STATED EXERCISE – Change "evenodd" to "nonzero" in the rows below and reproduce them otherwise unchanged. Begin at the first line of the rows and stop after the line that contains "M156 34L137 28L121".

——————————

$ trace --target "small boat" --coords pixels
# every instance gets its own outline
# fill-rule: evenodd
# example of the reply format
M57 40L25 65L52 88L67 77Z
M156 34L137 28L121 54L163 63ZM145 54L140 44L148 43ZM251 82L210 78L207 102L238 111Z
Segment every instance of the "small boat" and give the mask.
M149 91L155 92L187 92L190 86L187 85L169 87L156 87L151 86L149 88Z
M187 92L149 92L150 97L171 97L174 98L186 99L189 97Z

——————————

ANSWER FOR THE TASK –
$ trace --target "small boat" --coords pixels
# every instance gets its own outline
# fill-rule: nonzero
# example of the reply format
M57 40L25 65L52 88L67 77Z
M156 34L137 28L121 54L163 63ZM145 54L140 44L148 43ZM251 82L210 78L207 102L238 111Z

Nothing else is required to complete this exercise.